### Task to complete
Copy everything from the line containing "tile fireplace wall" down to the line containing "31,196 -> 201,254", switching "wooden" to "metal" and leaving all else unchanged.
******
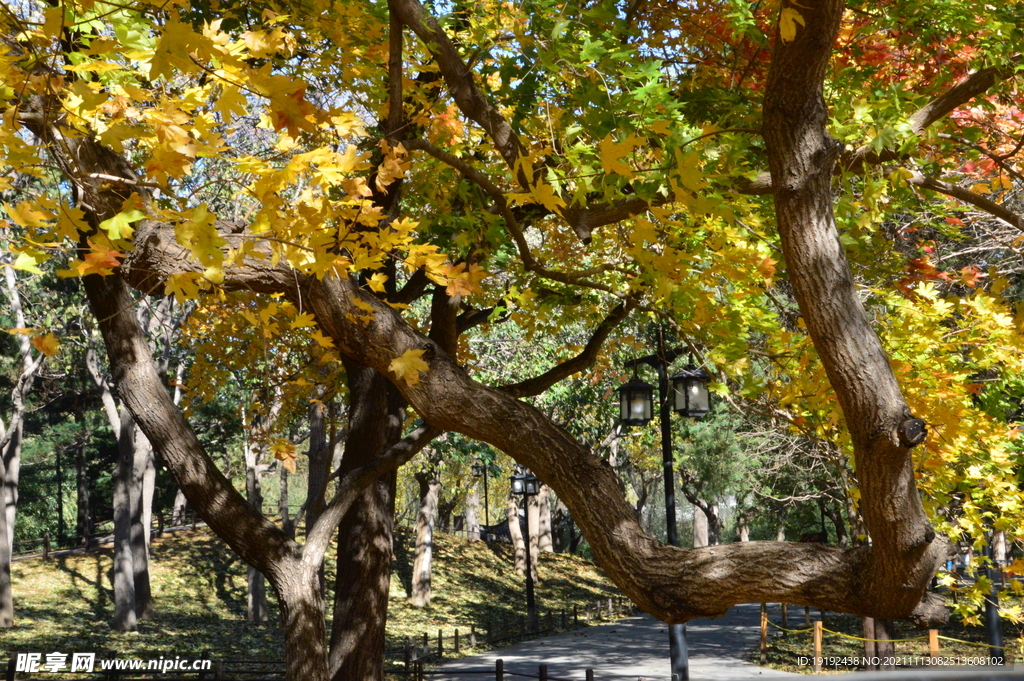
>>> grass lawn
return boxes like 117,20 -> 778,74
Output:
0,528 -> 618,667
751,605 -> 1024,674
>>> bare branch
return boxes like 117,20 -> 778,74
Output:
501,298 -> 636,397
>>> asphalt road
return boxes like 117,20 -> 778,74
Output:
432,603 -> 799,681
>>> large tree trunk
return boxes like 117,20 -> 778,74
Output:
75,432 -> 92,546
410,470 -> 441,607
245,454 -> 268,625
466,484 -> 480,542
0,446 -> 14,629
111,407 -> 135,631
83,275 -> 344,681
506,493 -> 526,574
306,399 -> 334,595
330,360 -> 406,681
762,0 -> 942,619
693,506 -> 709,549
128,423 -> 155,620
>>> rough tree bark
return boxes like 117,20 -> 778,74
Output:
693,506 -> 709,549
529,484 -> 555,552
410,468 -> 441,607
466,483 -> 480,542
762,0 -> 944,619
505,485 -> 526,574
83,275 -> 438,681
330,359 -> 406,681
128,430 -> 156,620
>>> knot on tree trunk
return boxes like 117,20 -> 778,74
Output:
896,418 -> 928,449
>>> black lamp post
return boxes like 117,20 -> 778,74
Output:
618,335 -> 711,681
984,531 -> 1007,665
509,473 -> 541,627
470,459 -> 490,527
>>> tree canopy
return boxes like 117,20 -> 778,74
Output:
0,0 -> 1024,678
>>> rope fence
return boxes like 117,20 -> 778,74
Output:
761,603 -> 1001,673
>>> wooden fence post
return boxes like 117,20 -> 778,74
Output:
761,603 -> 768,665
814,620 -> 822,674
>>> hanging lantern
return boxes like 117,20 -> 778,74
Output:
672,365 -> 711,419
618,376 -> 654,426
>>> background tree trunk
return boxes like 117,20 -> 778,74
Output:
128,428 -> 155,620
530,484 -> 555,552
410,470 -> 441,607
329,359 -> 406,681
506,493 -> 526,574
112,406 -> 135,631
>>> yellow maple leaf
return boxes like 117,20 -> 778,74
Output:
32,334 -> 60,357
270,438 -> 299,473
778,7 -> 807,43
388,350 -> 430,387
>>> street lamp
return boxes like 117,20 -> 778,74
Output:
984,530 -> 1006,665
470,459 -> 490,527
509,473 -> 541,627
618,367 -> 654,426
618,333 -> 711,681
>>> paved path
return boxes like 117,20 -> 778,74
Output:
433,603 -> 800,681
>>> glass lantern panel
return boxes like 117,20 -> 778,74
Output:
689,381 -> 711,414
******
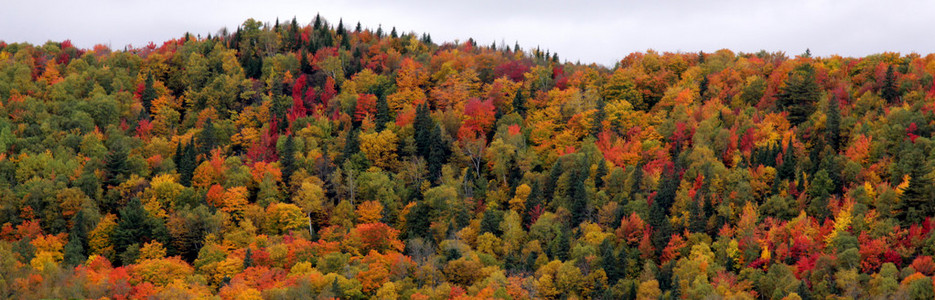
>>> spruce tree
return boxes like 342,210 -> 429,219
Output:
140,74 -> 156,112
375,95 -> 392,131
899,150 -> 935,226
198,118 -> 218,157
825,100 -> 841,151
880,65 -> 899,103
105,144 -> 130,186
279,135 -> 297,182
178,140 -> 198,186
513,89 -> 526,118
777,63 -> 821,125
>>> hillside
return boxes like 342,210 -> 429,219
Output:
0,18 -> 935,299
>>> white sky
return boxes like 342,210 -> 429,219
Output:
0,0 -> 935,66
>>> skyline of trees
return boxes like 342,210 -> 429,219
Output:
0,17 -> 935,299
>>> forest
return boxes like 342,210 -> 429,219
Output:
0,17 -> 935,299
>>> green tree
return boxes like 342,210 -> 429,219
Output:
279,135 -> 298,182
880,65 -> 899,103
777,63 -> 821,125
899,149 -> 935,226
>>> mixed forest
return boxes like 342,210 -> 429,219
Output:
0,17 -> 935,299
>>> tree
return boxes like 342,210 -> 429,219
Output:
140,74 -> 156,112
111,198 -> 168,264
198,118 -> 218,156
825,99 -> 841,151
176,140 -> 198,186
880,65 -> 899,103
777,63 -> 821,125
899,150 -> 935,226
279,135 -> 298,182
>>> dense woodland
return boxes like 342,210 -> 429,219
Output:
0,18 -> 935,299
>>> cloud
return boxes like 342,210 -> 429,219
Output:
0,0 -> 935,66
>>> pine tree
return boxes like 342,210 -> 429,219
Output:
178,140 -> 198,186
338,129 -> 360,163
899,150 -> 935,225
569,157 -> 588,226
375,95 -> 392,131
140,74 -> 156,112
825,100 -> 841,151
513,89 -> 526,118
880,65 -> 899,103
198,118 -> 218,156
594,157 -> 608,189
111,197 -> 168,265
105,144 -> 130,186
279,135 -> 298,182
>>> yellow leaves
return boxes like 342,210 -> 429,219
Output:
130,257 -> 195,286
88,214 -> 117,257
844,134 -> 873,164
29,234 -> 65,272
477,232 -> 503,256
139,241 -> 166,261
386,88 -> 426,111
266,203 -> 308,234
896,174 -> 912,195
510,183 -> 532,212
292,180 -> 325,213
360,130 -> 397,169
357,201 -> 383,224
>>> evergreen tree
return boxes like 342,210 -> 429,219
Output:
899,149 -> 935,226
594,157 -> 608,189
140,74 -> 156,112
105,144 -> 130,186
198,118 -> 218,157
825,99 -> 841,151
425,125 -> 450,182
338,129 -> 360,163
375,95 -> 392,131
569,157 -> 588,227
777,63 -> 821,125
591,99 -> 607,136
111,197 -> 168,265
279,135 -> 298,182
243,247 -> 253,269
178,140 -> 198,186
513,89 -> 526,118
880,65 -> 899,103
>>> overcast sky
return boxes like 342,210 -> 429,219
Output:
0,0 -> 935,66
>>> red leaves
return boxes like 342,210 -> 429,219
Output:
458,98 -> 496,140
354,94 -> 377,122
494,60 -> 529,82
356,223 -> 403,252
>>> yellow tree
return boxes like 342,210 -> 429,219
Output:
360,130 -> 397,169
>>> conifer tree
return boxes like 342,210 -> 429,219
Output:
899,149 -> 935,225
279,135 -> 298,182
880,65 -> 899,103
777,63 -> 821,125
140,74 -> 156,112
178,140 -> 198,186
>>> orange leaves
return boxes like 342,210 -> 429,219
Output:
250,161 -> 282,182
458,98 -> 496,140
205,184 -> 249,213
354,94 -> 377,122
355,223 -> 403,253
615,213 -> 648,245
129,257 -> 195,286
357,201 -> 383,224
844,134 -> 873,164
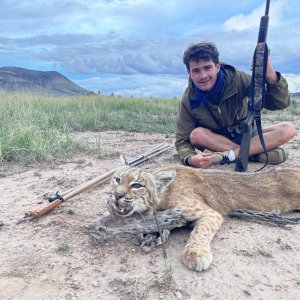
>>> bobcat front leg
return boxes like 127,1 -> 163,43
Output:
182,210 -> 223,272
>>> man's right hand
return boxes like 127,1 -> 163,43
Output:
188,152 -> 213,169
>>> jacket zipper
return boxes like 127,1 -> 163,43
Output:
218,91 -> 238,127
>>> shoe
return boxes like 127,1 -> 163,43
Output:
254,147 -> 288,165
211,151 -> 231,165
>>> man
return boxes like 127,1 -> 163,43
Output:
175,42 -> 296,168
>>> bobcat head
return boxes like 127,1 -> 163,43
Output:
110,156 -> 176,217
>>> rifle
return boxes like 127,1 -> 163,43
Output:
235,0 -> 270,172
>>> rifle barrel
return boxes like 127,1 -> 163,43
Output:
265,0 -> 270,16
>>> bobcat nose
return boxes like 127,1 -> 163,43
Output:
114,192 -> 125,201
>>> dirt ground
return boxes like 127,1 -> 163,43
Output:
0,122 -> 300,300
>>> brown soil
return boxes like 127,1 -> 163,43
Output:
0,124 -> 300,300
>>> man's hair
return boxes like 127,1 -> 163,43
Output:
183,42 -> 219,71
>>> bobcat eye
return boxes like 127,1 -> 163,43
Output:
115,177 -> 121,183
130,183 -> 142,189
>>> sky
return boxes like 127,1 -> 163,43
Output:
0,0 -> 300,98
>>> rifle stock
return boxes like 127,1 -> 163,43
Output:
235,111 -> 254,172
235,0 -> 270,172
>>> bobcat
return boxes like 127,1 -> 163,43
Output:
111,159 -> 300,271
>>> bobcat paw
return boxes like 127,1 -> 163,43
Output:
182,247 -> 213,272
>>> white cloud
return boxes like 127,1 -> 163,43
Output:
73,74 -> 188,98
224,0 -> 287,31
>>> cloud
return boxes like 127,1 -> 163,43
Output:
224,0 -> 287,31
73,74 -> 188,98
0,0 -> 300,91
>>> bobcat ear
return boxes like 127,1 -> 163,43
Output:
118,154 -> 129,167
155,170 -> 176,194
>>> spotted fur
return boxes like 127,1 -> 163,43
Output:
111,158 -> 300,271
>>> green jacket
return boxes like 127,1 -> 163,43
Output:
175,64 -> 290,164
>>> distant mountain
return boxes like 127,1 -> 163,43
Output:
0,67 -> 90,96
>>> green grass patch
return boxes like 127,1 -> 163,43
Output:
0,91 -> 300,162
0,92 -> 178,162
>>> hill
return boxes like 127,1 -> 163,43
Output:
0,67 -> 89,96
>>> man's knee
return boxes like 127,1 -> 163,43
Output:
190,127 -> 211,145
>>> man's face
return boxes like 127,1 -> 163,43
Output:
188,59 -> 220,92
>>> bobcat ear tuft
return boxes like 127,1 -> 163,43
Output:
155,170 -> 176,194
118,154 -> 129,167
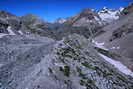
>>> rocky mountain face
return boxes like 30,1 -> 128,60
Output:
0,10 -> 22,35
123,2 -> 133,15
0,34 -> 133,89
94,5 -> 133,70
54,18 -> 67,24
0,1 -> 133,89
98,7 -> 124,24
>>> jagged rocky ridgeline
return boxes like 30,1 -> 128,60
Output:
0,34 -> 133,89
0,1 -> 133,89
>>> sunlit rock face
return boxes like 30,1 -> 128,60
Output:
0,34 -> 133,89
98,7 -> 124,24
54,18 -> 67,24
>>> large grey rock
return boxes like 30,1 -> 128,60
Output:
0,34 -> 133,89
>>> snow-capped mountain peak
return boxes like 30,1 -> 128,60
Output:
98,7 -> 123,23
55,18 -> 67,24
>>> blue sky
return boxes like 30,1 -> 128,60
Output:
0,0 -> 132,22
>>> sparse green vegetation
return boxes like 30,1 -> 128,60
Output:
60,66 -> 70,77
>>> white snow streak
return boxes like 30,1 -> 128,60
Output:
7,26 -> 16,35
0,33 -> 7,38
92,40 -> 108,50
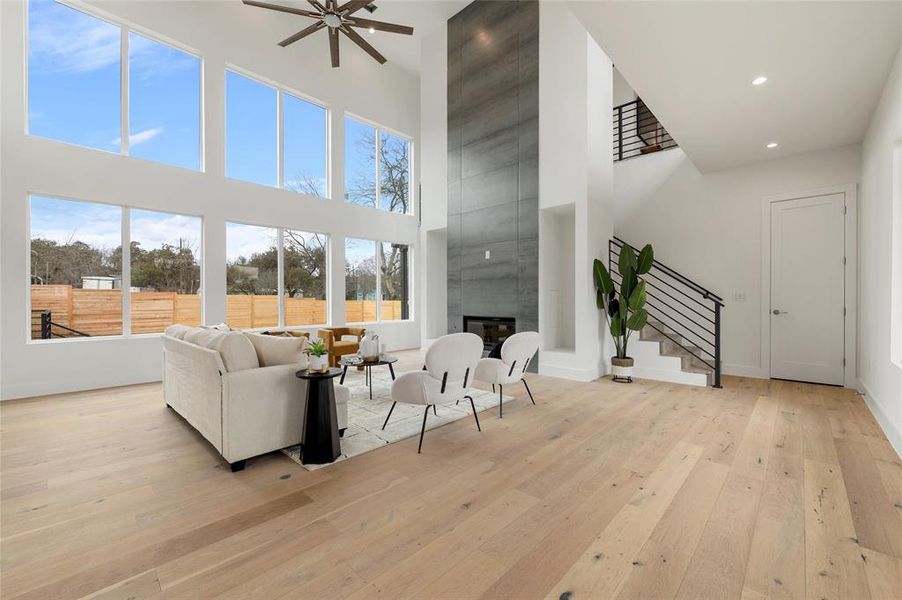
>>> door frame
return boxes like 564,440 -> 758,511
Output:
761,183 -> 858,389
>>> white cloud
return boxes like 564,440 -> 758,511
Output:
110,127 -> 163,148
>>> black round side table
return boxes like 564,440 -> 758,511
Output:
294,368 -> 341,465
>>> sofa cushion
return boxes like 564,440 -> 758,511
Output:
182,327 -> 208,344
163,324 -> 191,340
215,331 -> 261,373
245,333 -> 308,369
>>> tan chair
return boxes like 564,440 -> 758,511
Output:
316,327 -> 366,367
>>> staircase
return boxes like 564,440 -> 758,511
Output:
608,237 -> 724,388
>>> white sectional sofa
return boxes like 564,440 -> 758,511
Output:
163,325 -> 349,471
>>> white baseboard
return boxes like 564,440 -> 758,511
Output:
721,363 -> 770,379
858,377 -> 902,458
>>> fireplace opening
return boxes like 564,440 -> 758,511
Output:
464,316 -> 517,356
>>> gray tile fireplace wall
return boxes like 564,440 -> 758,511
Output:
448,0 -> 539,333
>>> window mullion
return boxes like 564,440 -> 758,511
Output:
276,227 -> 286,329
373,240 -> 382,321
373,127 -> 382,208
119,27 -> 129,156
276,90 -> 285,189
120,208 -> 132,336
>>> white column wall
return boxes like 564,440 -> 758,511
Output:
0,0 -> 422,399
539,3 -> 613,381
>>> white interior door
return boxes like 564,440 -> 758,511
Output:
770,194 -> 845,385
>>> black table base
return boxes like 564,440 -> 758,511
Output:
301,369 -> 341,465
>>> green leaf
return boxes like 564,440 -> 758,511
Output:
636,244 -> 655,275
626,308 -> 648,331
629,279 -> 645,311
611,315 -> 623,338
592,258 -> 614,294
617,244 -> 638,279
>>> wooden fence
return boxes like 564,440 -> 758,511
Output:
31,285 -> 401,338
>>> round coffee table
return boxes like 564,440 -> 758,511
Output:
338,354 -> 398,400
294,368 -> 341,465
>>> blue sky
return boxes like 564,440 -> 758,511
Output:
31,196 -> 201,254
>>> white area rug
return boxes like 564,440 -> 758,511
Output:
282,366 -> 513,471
******
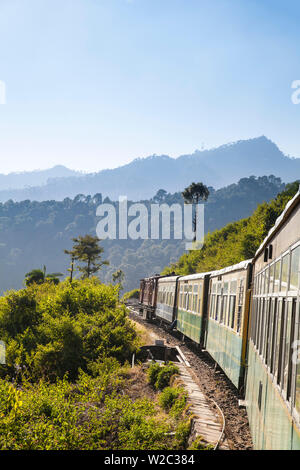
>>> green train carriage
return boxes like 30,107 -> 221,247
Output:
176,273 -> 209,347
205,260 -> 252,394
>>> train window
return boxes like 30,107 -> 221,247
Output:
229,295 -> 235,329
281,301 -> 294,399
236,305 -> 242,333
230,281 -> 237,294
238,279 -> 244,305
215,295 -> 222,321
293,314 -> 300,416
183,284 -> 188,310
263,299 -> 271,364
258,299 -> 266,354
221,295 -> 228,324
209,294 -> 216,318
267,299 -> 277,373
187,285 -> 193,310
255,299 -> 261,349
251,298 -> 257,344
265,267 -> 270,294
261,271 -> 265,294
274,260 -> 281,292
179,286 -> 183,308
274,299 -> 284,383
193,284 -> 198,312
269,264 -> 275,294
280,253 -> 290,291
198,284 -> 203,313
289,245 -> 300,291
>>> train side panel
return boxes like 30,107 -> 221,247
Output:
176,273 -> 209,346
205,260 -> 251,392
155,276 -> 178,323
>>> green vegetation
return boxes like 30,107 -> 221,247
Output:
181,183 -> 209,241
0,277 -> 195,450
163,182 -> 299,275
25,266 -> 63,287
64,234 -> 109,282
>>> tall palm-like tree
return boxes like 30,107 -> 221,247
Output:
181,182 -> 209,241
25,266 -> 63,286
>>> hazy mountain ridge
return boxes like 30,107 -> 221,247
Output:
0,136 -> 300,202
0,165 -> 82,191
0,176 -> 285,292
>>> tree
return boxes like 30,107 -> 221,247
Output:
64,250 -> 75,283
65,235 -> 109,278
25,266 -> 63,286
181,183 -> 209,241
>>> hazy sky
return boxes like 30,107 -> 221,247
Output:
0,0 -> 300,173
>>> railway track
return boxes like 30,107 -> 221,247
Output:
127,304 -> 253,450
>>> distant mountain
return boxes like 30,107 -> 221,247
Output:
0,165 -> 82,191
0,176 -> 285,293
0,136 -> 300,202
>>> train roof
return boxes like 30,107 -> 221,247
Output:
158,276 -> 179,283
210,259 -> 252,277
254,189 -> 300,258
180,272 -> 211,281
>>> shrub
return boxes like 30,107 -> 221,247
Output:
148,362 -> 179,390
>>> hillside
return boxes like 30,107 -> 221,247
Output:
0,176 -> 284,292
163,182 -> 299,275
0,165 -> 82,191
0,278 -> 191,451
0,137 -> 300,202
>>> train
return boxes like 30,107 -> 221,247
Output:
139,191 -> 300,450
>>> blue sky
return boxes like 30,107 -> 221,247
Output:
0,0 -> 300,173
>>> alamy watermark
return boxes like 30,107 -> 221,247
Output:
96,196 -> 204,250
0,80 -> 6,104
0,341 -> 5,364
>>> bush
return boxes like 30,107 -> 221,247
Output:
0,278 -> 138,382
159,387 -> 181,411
******
### Reply
>>> gray tile fireplace wall
return boxes like 564,440 -> 758,511
Output:
448,0 -> 539,333
>>> window mullion
return boxes like 564,440 -> 758,511
Output:
276,227 -> 286,329
373,240 -> 382,321
373,127 -> 382,208
119,27 -> 129,156
276,90 -> 285,189
120,208 -> 132,336
>>> white column wall
return boxes like 564,440 -> 758,511
Output:
0,0 -> 422,399
539,3 -> 613,381
>>> white interior door
return boxes like 564,440 -> 758,511
Output:
770,194 -> 845,385
>>> black table base
return boxes like 564,440 -> 758,511
Output:
301,369 -> 341,465
>>> green leaf
return boxes like 564,440 -> 758,511
Output:
636,244 -> 655,275
626,308 -> 648,331
629,279 -> 645,311
611,315 -> 623,338
592,258 -> 614,294
617,244 -> 638,279
>>> metal fence
return boxes like 564,440 -> 758,511
Output:
31,285 -> 401,338
>>> round coffee table
return boxes like 564,440 -> 758,511
Output:
338,354 -> 398,400
294,368 -> 341,465
>>> blue sky
return boxes like 564,440 -> 758,511
Output:
31,196 -> 201,254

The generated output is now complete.